Your goal:
The entries are to be repeated exactly, with all pictures omitted.

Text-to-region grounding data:

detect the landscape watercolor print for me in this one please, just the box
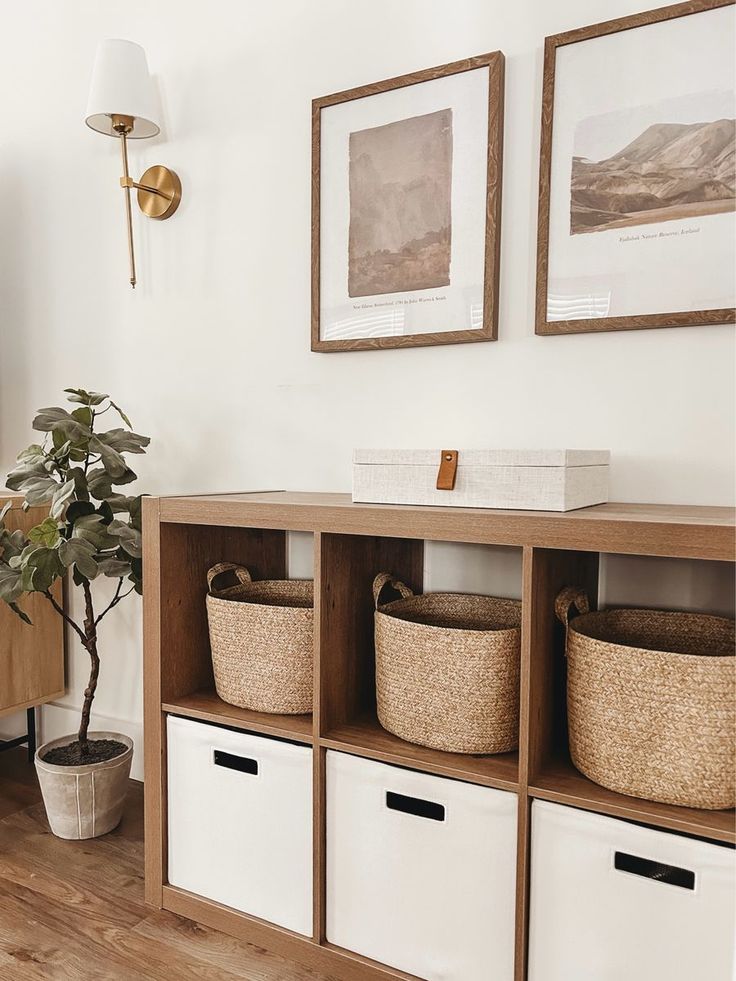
[570,90,735,235]
[348,109,453,297]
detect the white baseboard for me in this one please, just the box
[40,703,144,781]
[0,711,27,741]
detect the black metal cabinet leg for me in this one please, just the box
[26,707,36,762]
[0,706,38,761]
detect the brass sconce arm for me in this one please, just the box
[111,114,181,289]
[119,175,176,200]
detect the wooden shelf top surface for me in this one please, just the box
[163,689,313,744]
[152,491,735,560]
[322,713,519,792]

Solution:
detect the landscape watercolor print for me in this one please, just the box
[570,90,735,235]
[348,109,453,297]
detect the white baseboard for me in this one please, just the box
[40,703,144,781]
[0,711,27,741]
detect the black metal cabinet leg for me in this one please, just the box
[26,707,36,762]
[0,706,38,761]
detect the brass sconce arm for me in this one please, just the box
[111,114,181,289]
[119,175,176,200]
detect the wooden shelf top surface for me in this one please, just the box
[163,689,313,744]
[152,491,735,560]
[322,713,519,792]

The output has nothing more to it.